Task list >>
a) In two sentences, summarize the methods passage on bacterial isolation and culture.
b) Write the next part of the methods passage on bacterial isolation and culture, beginning after its final sentence.

Text passage >>
*** Begin section ***

The soil sample taken from forest nearby the Kingfisher lake was kept in 10% xylose solution for 5 days followed by streaking in xylose agar plate (containing 1.5 g xylose, 0.1 g NaNO3, 0.1 g K2HPO4, 0.1 g KCl, 0.05 g MgSO4.7H2O, 1.15 g agar and distilled water up to 100 ml). The plate was incubated at 37 °C for 24 h. The bacterial colonies were isolated, and loop transferred into 5 ml of LB broth (containing 10 g peptone, 5 g yeast extract, 5 g NaCl and distilled water up to 1000 ml) for overnight incubation at 37 °C in a shaking incubator at 200 rpm. Single bacterial colonies were selected after successive streaking and re-cultured in LB nutrient media. DNA was extracted after the confirmation of xylanase and GI activities from qualitative enzyme assays. The 16S rRNA was amplified using polymerase chain reaction (PCR) where the PCR thermal cycle was adjusted as follows: initial denaturation at 94 °C for 3 min, 30 successive amplification cycles (denaturation: 94 °C for 30 s, annealing: 58 °C for 30 s and extension: 72 °C for 1.3 min) and final extension at 72 °C for 10 min. The PCR product was run through 1% agarose gel-electrophoresis and purified using PCR/Gel fragments extraction kit (Geneaid, FroggaBio). Purified 16S rRNA was sent to Eurofins Genomics, ON, Canada for sequencing and finally characterized using basic local alignment search tool of national center for biotechnology information (NCBI) data base.

Bacterial Seed Culture and Inoculum Size

The LB broth seed culture for quantitative assay was prepared from LB agar plate (containing 10 g peptone, 5 g yeast extract, 5 g NaCl, 11.5 g agar and distilled water up to 1000 ml) stock culture by single loop transferring of strain into 5 ml LB broth. The seed culture was incubated at 37 °C and 200 rpm for 24 h. The seed culture of 1 ml was transferred into a 250 ml Erlenmeyer flask containing 50 ml culture medium (i.e. 1:50 ratio of inoculum size) in each batch fermentation for both quantitative xylanase and GI enzyme activity assays.

*** End section ***

Stored data >>

*** Begin section ***

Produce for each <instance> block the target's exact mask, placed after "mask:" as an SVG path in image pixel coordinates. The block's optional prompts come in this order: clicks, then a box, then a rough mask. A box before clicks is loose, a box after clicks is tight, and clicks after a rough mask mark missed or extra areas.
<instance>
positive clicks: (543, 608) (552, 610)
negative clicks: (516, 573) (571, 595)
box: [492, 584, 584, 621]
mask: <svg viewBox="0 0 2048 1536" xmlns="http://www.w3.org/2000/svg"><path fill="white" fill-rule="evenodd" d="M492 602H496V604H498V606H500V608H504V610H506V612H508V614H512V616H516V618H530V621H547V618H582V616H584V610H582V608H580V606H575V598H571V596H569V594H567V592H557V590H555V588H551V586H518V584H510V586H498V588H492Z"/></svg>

*** End section ***
*** Begin section ***

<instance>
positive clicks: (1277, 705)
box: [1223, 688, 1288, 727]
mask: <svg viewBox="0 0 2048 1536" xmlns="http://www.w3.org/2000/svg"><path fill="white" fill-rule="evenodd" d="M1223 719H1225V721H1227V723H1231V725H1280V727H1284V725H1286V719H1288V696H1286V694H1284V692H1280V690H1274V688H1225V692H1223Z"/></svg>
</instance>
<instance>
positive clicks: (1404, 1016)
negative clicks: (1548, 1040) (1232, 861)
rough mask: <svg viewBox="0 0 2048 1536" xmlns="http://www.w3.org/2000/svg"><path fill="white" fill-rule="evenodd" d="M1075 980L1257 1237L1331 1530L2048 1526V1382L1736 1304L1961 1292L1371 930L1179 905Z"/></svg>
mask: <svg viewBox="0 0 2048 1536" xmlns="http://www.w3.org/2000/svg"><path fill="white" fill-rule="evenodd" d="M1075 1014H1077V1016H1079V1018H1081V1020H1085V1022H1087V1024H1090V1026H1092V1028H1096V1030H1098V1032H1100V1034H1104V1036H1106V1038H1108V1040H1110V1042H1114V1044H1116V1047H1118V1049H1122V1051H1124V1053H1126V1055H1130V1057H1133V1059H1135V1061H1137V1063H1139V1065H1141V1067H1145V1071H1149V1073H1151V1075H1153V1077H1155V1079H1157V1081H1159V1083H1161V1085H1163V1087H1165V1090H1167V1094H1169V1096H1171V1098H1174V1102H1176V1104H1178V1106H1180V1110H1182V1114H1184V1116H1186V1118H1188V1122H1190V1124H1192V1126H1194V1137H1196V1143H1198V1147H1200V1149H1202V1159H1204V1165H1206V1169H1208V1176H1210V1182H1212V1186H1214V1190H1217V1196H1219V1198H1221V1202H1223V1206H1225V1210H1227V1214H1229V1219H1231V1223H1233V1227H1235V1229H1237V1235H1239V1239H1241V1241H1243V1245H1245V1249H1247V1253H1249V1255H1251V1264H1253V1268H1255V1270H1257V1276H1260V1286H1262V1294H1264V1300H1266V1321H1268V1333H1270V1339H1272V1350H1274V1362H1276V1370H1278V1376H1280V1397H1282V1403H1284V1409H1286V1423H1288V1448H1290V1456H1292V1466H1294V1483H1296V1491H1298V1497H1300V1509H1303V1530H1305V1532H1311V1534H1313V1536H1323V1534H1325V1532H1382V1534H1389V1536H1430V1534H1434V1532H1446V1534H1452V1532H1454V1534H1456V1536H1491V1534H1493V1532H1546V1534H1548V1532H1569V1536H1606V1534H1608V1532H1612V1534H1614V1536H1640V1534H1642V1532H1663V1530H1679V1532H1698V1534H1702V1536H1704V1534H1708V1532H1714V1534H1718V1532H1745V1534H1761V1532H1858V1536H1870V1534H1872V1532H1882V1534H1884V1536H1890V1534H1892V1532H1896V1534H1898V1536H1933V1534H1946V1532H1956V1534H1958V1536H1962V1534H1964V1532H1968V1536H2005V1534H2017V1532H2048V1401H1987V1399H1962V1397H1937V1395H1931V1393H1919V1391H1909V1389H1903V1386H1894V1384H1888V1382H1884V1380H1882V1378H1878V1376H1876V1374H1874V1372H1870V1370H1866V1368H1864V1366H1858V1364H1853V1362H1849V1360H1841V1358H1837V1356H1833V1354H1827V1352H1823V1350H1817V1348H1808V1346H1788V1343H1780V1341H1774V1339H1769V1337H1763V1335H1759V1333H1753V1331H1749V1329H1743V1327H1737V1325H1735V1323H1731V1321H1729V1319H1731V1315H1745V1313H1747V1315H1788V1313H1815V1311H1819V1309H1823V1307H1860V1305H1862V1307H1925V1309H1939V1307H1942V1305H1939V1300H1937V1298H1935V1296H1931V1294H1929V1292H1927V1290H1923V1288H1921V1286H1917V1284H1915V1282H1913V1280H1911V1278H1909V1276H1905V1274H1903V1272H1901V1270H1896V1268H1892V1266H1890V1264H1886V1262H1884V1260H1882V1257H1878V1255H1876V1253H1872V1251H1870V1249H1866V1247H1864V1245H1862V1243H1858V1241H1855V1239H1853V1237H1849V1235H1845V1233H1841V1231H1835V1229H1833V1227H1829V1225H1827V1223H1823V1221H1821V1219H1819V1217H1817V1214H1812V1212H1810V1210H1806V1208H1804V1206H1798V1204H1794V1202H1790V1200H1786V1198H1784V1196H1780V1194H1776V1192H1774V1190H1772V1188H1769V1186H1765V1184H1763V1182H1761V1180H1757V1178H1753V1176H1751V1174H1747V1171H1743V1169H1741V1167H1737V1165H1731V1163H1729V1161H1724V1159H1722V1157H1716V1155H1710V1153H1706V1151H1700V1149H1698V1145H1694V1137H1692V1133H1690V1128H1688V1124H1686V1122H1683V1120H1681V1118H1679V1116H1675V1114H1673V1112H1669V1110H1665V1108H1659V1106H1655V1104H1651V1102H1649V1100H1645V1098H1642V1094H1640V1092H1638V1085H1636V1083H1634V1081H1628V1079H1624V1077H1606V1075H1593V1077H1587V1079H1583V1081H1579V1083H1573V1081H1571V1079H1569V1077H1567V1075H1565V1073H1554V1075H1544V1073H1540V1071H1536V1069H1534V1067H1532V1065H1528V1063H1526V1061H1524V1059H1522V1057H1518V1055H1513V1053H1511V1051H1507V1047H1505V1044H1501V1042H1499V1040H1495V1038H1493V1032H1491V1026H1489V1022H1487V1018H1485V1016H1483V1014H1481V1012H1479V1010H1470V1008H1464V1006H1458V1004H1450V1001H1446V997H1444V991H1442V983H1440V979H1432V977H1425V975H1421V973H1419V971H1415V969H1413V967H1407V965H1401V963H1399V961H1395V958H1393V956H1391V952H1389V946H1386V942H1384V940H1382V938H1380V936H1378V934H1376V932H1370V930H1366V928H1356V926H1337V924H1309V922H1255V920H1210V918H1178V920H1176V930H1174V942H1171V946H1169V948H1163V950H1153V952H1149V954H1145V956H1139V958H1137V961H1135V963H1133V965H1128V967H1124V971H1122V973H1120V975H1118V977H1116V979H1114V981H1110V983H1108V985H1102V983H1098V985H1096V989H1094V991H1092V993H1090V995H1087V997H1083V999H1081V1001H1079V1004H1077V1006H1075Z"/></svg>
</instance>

*** End section ***

Exercise results >>
a) Bacteria from a soil sample taken near Kingfisher lake were enriched in 10% xylose solution, grown on xylose agar and in LB broth, and purified into single colonies. After qualitative enzyme assays confirmed xylanase and GI activity, their 16S rRNA was amplified by PCR, sequenced and characterized with the NCBI alignment tool, and for the quantitative assays a 24-hour LB seed culture was added to batch fermentations at a 1:50 inoculum ratio (1 ml into 50 ml of medium).

b)
Qualitative Enzyme Assay

The qualitative screening of xylanase and GI were carried out separately using the LB broth seed culture. The overnight grown HK2 seed culture (5 µl) was inoculated in the xylan and xylose agar plates separately. The agar plates were incubated- 96 h at 37 ºC for xylanase activity and 48 h at 30 ºC for GI activity assay. The xylan agar plate containing 1 g xylan from corn core, 0.1 g NaNO3, 0.1 g K2HPO4, 0.1 g KCl, 0.05 g MgSO4⋅7H2O, yeast extract 0.05 g, 1.15 g agar and distilled water up to 100 ml was used for qualitative xylanase assay. The xylan agar plate was flooded with 0.1% Congo Red at room temperature for 30 min followed by de-staining with 1 M NaCl and analyzed the zone of clearance [11]. Wheras xylose agar plate containing 15 g xylose, 1 g NaNO3, 1 g K2HPO4, 1 g KCl, 0.5 g MgSO4⋅7H2O, 11.5 g agar and distilled water up to 1000 ml was used for qualitative GI activity assay. The xylose agar plate was treated with 2,3,5-triphenyltetrazolium in alkaline medium (NaOH) using plate assay technique, subsequently followed by observation of zone of clearance [12].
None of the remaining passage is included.